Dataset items
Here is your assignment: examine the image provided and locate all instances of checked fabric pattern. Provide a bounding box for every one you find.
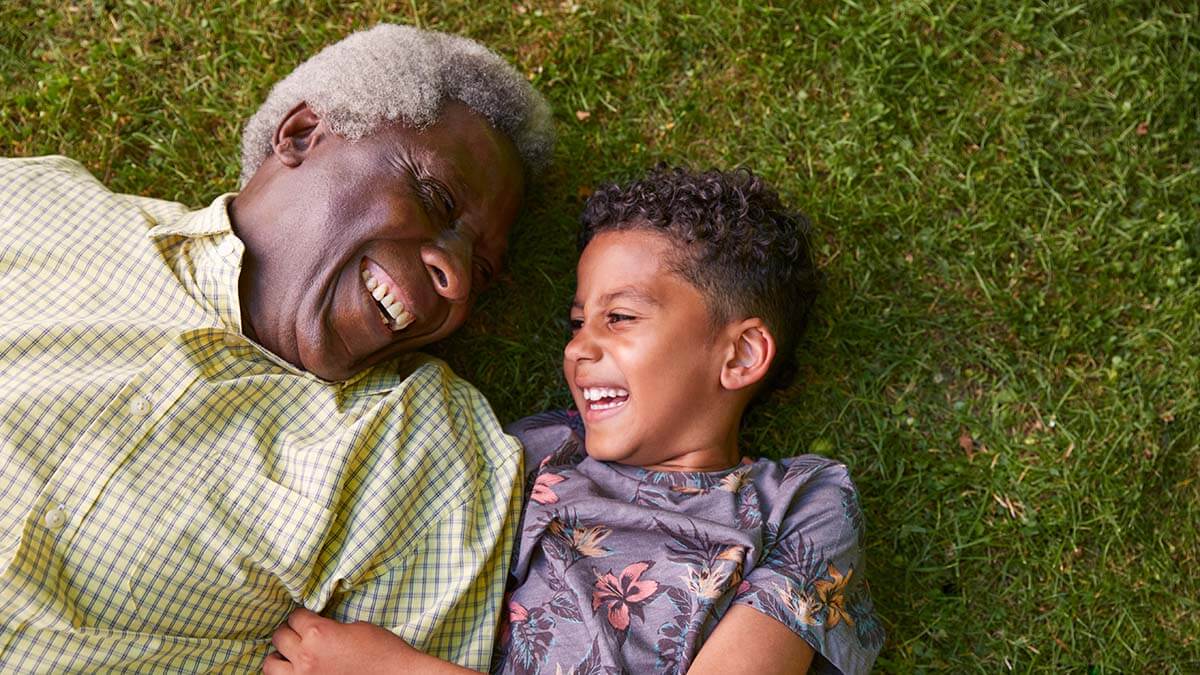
[0,156,523,672]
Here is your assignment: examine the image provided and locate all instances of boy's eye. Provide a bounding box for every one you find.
[568,317,584,333]
[607,313,635,324]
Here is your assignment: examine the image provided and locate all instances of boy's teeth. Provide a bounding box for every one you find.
[582,386,630,401]
[591,400,624,410]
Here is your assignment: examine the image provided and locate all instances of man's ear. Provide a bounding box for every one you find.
[720,318,776,392]
[272,101,323,167]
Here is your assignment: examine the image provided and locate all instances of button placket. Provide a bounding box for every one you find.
[129,396,152,417]
[43,505,68,530]
[217,238,242,266]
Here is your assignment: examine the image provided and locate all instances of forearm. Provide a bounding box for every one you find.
[687,605,813,675]
[389,647,480,675]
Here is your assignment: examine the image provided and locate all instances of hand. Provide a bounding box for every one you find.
[263,607,416,675]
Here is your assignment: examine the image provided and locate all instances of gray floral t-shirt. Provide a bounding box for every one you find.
[492,411,883,674]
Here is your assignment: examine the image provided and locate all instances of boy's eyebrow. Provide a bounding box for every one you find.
[568,284,662,309]
[601,287,661,307]
[570,287,660,310]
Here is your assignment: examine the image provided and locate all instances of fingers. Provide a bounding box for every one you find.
[287,606,323,632]
[262,651,292,675]
[271,622,302,658]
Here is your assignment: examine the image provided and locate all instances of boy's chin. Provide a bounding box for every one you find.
[581,437,635,464]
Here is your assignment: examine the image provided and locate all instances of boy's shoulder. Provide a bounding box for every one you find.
[505,409,586,471]
[773,453,855,485]
[745,453,862,516]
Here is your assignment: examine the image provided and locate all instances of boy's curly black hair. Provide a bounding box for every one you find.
[579,165,821,392]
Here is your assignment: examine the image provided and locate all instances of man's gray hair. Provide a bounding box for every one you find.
[239,24,554,186]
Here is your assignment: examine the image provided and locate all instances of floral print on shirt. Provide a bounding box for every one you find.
[493,411,884,675]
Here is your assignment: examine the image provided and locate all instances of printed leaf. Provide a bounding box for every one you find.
[549,591,584,622]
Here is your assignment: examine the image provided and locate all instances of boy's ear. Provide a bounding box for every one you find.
[720,318,776,392]
[272,101,324,168]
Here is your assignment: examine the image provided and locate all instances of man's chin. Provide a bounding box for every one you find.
[303,340,424,382]
[298,314,463,381]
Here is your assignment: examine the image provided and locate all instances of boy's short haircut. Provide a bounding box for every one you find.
[579,165,821,392]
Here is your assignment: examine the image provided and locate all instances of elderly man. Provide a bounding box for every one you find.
[0,24,552,671]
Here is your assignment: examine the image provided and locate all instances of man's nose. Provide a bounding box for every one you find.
[420,244,470,303]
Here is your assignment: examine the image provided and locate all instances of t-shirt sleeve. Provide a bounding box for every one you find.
[732,459,884,675]
[505,410,586,503]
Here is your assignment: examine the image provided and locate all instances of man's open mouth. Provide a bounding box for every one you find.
[581,386,629,411]
[361,261,416,332]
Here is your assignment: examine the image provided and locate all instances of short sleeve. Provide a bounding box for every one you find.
[505,410,586,503]
[732,459,884,675]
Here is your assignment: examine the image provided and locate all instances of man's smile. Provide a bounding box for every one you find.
[360,257,416,332]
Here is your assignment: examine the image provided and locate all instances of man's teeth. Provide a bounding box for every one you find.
[582,387,629,402]
[361,268,415,331]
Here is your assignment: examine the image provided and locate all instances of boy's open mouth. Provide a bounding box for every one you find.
[581,386,629,411]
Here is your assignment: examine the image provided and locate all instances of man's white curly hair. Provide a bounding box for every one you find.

_REQUIRED WORK_
Quote exactly and only the lines from the one holding "of man's teeth." through the end of the data.

_TASK ANSWER_
Here is your assignment: examine the image provided and locate all instances of man's teeth. Provide a bounding box for every one you find.
[582,387,629,402]
[361,268,415,331]
Here is your assignment: examine the image provided and locate all instances of boy's open mouth. Provide a bounding box for every one you find.
[581,386,629,411]
Here is your assignment: examine the image provided and locate all instances of man's white curly hair. Provide a bounding box for every one you find.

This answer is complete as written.